[[ DOCUMENT EXTRACT open ]]

The Legend of Bono Vox

Lessons learned in the church of U2.

The faithful never grow tired of hearing the legend of Bono Vox. It reminds them that extraordinary things can, and typically do, come from humble beginnings. As a parable, its lesson is that you, too, should dream big and then work hard to realize those dreams.

Reminding, comforting, and challenging are recurring themes in Get Up Off Your Knees: Preaching the U2 Catalog. Editors Raewynne J. Whiteley and Beth Maynard, both Episcopalian ministers, have produced the first book of sermons inspired by what just might be the world’s most influential rock ‘n’ roll band. Gathering 26 contributors from across the landscape of U2 fandom to offer a collection of homilies, meditations, and essays, they offer a welcome portrait of what’s possible when you have three chords and the truth.

Is it any wonder this book exists? For more than two decades, U2 has been preaching basic biblical principles to its chosen congregation of America. Three of the four band members once nearly left the band before it really got going when the Christian community of Shalom, in which they were deeply involved, advised them they could not serve both God and the rock guitar. The three disagreed. Now, nearly a dozen albums and more than a thousand live performances later, millions of fans would likely disagree too, many of whom say they owe a debt to U2 for their own spiritual formation.

[[ DOCUMENT EXTRACT closed ]]
[[ PROVIDED INFORMATION open ]]

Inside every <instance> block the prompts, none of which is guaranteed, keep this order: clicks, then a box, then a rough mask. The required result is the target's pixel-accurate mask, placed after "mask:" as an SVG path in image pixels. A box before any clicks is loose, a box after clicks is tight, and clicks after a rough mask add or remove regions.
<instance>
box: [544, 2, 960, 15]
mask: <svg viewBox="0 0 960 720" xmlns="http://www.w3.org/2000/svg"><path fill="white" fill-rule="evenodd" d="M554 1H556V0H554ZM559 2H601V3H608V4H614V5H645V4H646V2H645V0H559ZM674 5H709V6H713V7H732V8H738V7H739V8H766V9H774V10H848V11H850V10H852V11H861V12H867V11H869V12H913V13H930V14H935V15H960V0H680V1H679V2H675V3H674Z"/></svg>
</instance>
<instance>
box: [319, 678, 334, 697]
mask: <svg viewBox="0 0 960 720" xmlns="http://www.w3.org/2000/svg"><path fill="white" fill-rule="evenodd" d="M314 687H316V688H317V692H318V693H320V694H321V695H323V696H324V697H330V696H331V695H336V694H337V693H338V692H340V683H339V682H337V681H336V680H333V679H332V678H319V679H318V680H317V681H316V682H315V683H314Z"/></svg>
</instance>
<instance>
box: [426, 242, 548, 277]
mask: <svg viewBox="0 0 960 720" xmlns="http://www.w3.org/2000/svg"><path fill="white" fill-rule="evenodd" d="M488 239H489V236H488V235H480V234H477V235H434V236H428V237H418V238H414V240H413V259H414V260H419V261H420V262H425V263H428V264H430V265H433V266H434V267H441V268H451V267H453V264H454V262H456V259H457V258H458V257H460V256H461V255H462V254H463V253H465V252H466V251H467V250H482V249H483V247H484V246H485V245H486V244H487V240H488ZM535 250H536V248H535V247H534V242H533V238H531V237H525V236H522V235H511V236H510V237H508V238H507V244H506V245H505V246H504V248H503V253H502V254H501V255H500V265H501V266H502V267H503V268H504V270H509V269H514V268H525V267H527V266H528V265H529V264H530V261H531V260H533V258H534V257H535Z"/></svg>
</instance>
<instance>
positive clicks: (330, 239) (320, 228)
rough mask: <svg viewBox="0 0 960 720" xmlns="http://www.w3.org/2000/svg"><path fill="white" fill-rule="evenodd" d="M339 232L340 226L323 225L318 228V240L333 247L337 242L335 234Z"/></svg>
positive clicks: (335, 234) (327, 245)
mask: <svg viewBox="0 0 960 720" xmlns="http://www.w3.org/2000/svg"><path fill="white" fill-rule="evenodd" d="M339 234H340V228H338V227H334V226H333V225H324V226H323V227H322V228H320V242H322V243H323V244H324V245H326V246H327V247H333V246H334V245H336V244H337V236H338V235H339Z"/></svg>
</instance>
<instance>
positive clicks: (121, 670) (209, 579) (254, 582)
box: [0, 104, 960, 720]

[[ PROVIDED INFORMATION closed ]]

STUDY QUESTIONS
1. In the U2 article, how many contributors did the editors gather for their book?
2. Recast the paragraph of the U2 article that begins "Reminding, comforting, and challenging" as a short bulleted list that keeps its main facts.
3. Carry the U2 article forward from its last sentence.

ANSWERS FOR THE TASKS
1. 26 contributors.

2.
- Reminding, comforting, and challenging are recurring themes in Get Up Off Your Knees: Preaching the U2 Catalog.
- Its editors are Raewynne J. Whiteley and Beth Maynard, both Episcopalian ministers.
- It is the first book of sermons inspired by U2.
- It gathers 26 contributors from across U2 fandom, offering homilies, meditations, and essays.
- It shows what's possible when you have three chords and the truth.

3.
Whiteley holds a Ph.D. in homiletics and is the vicar of an Episcopalian church in Swedesboro, New Jersey. Maynard is an Episcopalian rector in Fairhaven, Massachusetts. They share an interest in GenXer evangelism and in using pop culture for starting conversations about God. Both use U2 songs in their teaching. They asked for sermons inspired by a U2 song, and Eugene Peterson (who counts himself a fan) agreed to write a foreword to the volume.

You won’t find any deep exegesis of either the biblical text or the U2 song in these sermons. Nor will you get much engagement with a particular strain of theology or critical theory. There is a clear emphasis on the biblical imperative to act on what you know, but the contributors leave it up to the reader to find a specific application of the truths these sermons recall. I found this an odd omission, as it is unlike the work of U2, who have always offered an organization, a place, or a face in need of our help.

Most entries end with the admonition to do something very Christlike—love, share, rebuke, be at peace, be honest, and be blessed—but don’t explain why or how these actions would look different when done to exemplify Christ as opposed to, say, the poet Allen Ginsberg, who was all for love and peace. That said, this is also a book with exhortations to go ahead and wrestle with the world, the flesh, and the path of success. The struggle will likely yield a deeper appreciation of grace while invigorating you to then extend that grace to others.

Which takes us back to the legend for a moment. A legend can define a community, provide a narrative for them to fix their ideals upon, and then be the vehicle for transmitting those ideals to the next generation. Legends are a good port of entry for trying to understand a culture, especially a subculture. So let’s make our entry.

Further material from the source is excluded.